===== Data rows
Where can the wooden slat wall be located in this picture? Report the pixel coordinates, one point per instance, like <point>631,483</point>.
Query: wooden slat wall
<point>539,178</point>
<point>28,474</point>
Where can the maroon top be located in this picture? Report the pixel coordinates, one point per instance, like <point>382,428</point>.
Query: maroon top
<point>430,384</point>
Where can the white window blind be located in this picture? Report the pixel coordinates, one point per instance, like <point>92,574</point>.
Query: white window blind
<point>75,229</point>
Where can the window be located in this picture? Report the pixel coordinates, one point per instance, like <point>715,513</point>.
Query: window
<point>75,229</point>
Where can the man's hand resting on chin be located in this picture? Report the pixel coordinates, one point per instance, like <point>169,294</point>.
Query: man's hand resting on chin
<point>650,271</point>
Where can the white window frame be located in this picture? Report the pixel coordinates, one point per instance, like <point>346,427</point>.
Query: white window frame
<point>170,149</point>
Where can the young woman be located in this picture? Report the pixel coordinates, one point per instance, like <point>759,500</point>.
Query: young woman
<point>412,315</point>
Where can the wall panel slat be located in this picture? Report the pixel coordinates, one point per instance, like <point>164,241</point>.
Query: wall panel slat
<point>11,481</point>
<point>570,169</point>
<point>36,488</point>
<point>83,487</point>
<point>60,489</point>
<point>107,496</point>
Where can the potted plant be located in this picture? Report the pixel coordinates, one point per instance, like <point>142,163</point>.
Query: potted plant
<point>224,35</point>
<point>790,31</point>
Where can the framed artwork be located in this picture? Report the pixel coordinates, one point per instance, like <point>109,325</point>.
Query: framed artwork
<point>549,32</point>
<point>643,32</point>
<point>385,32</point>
==========
▶ [The exercise] Reproduce the rows above with "pixel coordinates" swapped for "image coordinates" at every occurrence. Leave all other text unchanged.

▶ [Solution to this exercise]
Where can the wooden slat wall be located in this picture? Report the image coordinates, one point per instance, like <point>631,483</point>.
Query: wooden slat wall
<point>539,178</point>
<point>28,474</point>
Where can the maroon top be located in this picture? Report the image coordinates, one point per instance, like <point>382,428</point>.
Query: maroon top
<point>430,384</point>
Where can the white window blind be located in this picture? Report the image coordinates, one point per instance, like <point>92,574</point>.
Query: white window blind
<point>75,229</point>
Where can the window be located in this picture? Report the image coordinates, one point per instance, like <point>715,513</point>.
Query: window
<point>75,229</point>
Where can the man's hand resting on chin be located in this picture? Report the image coordinates, one point per instance, like <point>169,294</point>.
Query: man's hand resting on chin
<point>650,271</point>
Where can the white window frame be located in this picture? Report the image coordinates, one point per instance, like <point>346,427</point>.
Query: white window frame
<point>170,149</point>
Where can the young woman be located in this picture? Report the image coordinates, one point per instance, like <point>759,500</point>.
Query: young woman
<point>412,315</point>
Where can the wall panel slat be located in this picture? Report the image coordinates, one point per instance, like <point>164,241</point>.
Query: wall panel slat
<point>11,481</point>
<point>570,169</point>
<point>36,488</point>
<point>83,487</point>
<point>60,489</point>
<point>107,496</point>
Where can the potted plant be located in this picture? Report the image coordinates, one point per instance, like <point>142,163</point>.
Query: potted plant
<point>224,35</point>
<point>790,31</point>
Where can the framed artwork be located in this picture? Report the image coordinates, one point per instance, like <point>109,325</point>.
Query: framed artwork
<point>549,32</point>
<point>643,32</point>
<point>385,32</point>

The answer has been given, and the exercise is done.